+++ Document section
This will contribute towards the investigation of the prediction performance of the models under different operating conditions and, thus, the trained model could be recognized as reliable way of predicting the deterioration of CB for future use at the mining site. The creation of three variations resulted in 15 different models, as illustrated in

Table 6. All models designed in the present study.

Model	Input Parameters	Output Parameters
Model 1.1-$V_1$	$X_1$ to $X_{11}$	$Y_1$ and $Y_2$
Model 1.2-$V_2$	$X_1$ to $X_{11}$	$Y_1$ and $Y_2$
Model 1.3-$V_3$	$X_1$ to $X_{11}$	$Y_1$ and $Y_2$
Model 2.1-$V_1$	$X_1$ to $X_{11}$	$Y_1$ and $Y_3$
Model 2.2-$V_2$	$X_1$ to $X_{11}$	$Y_1$ and $Y_3$
Model 2.3-$V_3$	$X_1$ to $X_{11}$	$Y_1$ and $Y_3$
Model 3.1-$V_1$	$X_1$ to $X_{11}$	$Y_1$ and $Y_4$
Model 3.2-$V_2$	$X_1$ to $X_{11}$	$Y_1$ and $Y_4$
Model 3.3-$V_3$	$X_1$ to $X_{11}$	$Y_1$ and $Y_4$
Model 4.1-$V_1$	$X_1$ to $X_{11}$	$Y_1$ and $Y_5$
Model 4.2-$V_2$	$X_1$ to $X_{11}$	$Y_1$ and $Y_5$
Model 4.3-$V_3$	$X_1$ to $X_{11}$	$Y_1$ and $Y_5$
Model 5.1-$V_1$	$X_1$ to $X_{11}$	$Y_1$
Model 5.2-$V_2$	$X_1$ to $X_{11}$	$Y_1$
Model 5.3-$V_3$	$X_1$ to $X_{11}$	$Y_1$

.
++++++
**Requirement 1:**
Answer the following questions about the passage on prediction models:
(a) How many different models resulted from the creation of three variations?
(b) Which input parameters does Model 3.2-$V_2$ use?
(c) What is the output parameter of Model 5.1-$V_1$?
**Requirement 2:**
Reproduce the passage on prediction models between "This will contribute" and "the present study.", inclusive, renaming "deterioration" as "degradation" throughout.
+++ Data lines
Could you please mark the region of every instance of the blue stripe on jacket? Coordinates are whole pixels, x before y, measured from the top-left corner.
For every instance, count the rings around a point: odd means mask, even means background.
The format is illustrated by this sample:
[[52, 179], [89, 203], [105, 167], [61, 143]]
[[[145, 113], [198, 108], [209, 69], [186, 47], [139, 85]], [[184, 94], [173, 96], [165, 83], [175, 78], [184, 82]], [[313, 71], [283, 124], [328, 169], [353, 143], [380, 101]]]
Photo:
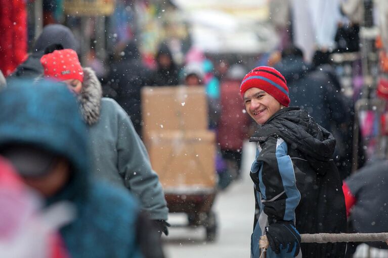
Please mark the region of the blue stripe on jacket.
++++++
**Task response 1:**
(a) 15
(b) $X_1$ to $X_{11}$
(c) $Y_1$

**Task response 2:**
This will contribute towards the investigation of the prediction performance of the models under different operating conditions and, thus, the trained model could be recognized as reliable way of predicting the degradation of CB for future use at the mining site. The creation of three variations resulted in 15 different models, as illustrated in

Table 6. All models designed in the present study.